- **Aim**
Copy word for word the lines starting with the line that contains "Objective — one dot per instance of the pink" and going on through the line that contains "[[1128, 418], [1240, 536]]", and nothing else.

=== Material for the task ===

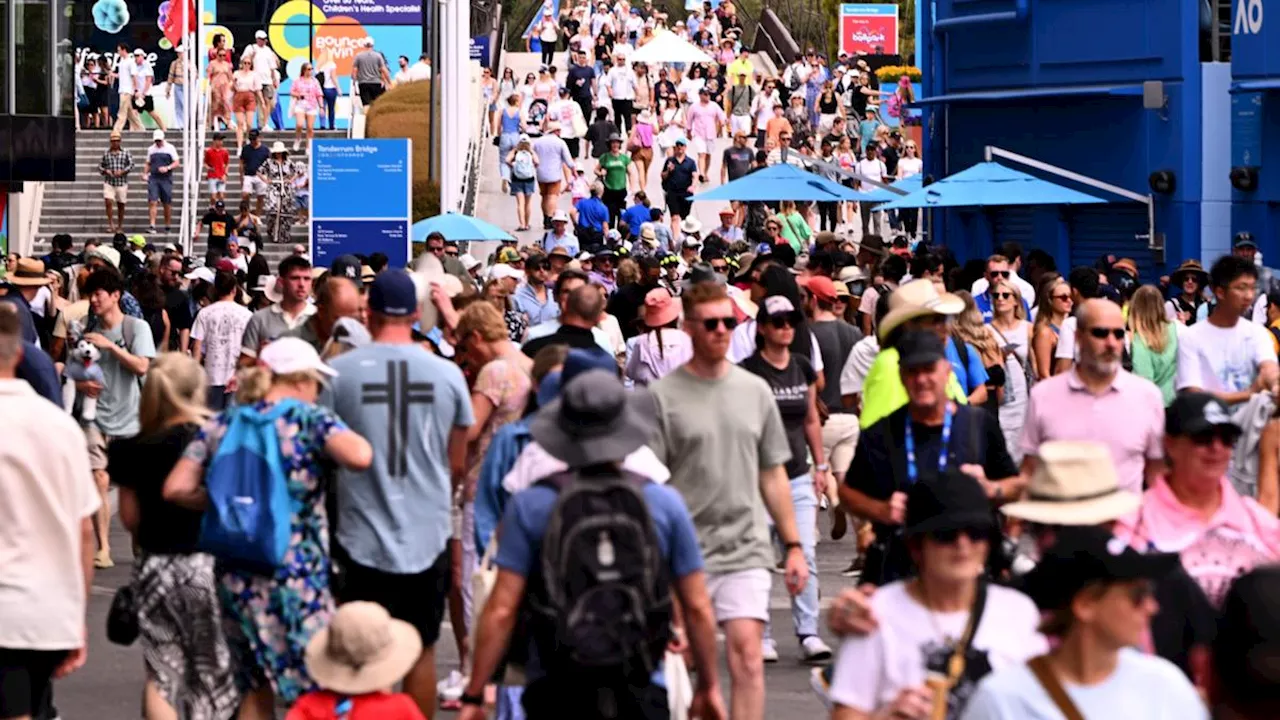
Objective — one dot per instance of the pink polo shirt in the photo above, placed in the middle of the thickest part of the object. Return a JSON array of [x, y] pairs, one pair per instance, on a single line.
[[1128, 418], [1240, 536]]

===
=== Material for the task ===

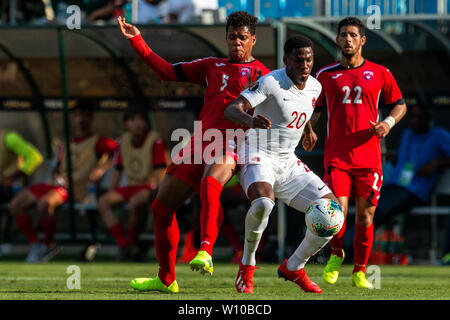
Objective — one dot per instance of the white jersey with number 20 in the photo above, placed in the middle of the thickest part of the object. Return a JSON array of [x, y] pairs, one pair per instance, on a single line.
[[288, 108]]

===
=== Material for the task ===

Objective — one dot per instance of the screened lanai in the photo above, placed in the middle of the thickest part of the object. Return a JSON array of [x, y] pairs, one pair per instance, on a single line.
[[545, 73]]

===

- **Response for this exercise**
Objective — one dot per instance of the pink polo shirt in the photo above, placed in the middle of the thickest part of the object. Return a JSON array of [x, y] pairs, one pair per instance, on a single line.
[[1128, 418], [1240, 536]]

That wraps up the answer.